* **Request**: Count the lines of the material that contain the string "grassy", treating uppercase and lowercase as different. Reply with the number only.

* **Exercise inputs**:
"""

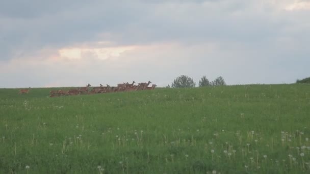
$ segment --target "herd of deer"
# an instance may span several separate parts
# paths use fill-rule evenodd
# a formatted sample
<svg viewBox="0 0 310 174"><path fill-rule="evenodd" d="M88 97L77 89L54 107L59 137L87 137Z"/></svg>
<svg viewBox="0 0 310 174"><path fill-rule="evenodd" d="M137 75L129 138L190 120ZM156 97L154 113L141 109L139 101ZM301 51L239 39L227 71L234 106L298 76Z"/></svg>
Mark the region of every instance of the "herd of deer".
<svg viewBox="0 0 310 174"><path fill-rule="evenodd" d="M104 86L100 84L100 86L93 87L91 91L89 91L91 85L88 83L86 87L79 88L75 89L71 89L68 91L56 90L49 92L50 97L58 97L61 96L75 95L79 94L93 94L108 93L115 93L122 91L132 91L138 90L153 90L157 86L156 84L152 85L151 87L148 87L148 85L151 83L149 81L147 83L139 83L138 85L135 85L136 82L133 81L130 84L128 82L120 83L117 84L117 86L110 86L107 84L107 86Z"/></svg>

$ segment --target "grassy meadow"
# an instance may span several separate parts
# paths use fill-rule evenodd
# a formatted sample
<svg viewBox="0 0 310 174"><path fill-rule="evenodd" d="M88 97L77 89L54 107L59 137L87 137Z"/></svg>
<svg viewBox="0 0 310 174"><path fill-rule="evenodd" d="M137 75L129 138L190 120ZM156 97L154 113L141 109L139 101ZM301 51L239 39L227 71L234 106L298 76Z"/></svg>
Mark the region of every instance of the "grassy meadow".
<svg viewBox="0 0 310 174"><path fill-rule="evenodd" d="M310 173L309 85L51 90L0 89L0 173Z"/></svg>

"""

* **Exercise output**: 2